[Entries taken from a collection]
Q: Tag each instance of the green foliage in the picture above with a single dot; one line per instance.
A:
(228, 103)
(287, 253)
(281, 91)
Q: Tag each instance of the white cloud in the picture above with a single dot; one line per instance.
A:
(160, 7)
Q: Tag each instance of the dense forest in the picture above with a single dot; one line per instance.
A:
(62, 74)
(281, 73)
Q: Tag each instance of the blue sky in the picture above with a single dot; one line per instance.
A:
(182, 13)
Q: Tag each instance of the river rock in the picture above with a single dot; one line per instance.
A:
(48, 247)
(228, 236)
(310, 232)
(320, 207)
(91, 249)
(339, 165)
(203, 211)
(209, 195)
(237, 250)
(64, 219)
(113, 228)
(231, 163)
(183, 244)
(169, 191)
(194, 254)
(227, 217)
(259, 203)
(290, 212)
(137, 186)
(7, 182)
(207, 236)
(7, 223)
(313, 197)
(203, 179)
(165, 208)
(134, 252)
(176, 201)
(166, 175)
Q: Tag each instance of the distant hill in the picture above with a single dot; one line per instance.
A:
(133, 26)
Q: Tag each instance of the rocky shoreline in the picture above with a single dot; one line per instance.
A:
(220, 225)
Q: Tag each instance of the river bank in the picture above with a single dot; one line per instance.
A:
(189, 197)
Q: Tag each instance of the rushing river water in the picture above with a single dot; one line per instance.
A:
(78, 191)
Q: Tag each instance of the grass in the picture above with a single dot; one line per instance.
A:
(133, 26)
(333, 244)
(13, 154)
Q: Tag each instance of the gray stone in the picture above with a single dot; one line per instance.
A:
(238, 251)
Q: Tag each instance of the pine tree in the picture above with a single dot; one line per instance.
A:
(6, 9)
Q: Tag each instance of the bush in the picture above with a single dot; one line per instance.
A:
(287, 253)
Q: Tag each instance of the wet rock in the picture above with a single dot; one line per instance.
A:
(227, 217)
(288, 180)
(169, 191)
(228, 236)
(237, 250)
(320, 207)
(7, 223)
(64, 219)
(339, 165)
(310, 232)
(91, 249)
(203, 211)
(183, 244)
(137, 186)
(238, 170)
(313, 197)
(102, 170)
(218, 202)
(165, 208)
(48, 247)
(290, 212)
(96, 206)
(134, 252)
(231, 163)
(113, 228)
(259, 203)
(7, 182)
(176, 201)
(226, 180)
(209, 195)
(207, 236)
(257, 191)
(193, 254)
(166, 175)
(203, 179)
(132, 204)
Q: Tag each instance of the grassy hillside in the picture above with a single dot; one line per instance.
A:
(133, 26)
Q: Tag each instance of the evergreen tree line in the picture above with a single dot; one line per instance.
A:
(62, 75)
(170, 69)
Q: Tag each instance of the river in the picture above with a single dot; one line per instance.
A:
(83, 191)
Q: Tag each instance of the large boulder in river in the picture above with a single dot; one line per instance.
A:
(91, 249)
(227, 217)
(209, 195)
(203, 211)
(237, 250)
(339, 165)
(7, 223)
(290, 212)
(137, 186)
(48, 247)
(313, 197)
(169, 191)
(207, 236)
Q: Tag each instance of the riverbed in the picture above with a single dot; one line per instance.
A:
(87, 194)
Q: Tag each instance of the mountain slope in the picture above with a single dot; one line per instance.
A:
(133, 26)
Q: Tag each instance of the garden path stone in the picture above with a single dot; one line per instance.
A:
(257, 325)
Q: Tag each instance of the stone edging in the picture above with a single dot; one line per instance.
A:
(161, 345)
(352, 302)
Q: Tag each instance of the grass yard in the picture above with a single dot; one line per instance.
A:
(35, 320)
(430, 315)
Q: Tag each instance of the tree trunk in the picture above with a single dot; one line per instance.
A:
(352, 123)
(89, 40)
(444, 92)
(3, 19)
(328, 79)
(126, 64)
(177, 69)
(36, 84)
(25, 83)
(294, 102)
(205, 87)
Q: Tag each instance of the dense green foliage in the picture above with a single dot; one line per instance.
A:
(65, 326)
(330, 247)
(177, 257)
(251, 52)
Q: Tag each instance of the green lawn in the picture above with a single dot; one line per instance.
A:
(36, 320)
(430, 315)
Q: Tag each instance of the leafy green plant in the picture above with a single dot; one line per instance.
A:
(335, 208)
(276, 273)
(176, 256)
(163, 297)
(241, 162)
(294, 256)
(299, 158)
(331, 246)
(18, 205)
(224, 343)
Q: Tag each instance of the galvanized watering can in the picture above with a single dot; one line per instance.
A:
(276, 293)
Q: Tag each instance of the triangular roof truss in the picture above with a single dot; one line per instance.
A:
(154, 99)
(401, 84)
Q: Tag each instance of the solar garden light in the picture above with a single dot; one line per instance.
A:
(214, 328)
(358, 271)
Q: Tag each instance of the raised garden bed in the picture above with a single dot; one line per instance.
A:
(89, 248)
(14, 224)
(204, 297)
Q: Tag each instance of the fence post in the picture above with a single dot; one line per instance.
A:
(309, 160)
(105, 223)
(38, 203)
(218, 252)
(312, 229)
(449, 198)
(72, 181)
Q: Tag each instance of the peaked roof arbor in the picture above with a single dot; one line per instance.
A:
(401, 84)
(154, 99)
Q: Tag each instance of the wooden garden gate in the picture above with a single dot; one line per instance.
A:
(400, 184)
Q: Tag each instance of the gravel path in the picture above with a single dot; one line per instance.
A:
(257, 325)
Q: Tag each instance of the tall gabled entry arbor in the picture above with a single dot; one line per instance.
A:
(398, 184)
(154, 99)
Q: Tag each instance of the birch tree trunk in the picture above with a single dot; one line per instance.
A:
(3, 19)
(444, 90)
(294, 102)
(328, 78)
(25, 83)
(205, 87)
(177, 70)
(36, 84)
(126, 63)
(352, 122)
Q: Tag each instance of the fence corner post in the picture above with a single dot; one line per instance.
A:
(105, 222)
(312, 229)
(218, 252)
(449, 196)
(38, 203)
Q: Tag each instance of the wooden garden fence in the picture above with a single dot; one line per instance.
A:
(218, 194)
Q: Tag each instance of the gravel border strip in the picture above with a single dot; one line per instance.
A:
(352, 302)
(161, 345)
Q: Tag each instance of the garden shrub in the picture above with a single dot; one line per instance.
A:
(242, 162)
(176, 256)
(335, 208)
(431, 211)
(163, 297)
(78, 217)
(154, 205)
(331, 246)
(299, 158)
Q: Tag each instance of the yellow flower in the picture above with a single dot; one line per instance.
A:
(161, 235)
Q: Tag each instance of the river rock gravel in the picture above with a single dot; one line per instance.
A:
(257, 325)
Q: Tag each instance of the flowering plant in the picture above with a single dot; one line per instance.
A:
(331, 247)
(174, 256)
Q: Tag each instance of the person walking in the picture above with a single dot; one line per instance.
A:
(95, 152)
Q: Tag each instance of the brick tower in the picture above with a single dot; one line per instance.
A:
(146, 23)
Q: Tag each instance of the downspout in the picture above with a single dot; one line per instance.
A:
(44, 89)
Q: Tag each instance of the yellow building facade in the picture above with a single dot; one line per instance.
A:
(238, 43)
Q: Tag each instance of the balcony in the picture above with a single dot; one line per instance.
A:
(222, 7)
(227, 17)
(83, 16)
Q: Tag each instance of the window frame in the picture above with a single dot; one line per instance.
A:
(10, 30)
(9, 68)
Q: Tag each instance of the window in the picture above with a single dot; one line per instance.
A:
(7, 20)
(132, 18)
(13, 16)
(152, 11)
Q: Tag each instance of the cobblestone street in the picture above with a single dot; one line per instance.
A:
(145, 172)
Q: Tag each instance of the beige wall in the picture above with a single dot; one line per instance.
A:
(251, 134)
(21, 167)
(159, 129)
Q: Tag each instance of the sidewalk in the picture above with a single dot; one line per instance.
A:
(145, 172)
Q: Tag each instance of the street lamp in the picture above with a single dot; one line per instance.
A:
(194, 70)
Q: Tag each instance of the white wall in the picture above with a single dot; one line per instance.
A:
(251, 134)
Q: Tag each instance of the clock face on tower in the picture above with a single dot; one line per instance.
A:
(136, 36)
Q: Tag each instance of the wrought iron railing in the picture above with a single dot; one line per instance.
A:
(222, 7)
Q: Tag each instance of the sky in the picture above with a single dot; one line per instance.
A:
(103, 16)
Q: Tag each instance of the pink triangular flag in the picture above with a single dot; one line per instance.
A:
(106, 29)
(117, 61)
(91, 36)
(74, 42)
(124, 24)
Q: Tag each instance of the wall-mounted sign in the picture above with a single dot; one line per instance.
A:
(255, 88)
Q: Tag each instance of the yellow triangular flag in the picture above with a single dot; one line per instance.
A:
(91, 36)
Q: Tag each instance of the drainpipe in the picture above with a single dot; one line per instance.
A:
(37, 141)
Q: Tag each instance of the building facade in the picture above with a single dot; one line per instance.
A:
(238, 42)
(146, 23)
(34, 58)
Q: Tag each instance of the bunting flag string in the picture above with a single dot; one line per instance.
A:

**PROBLEM DETAILS:** Please give the number of lines above that contain the string "dense", and nothing more.

**SOLUTION TO THE EXERCISE:** 2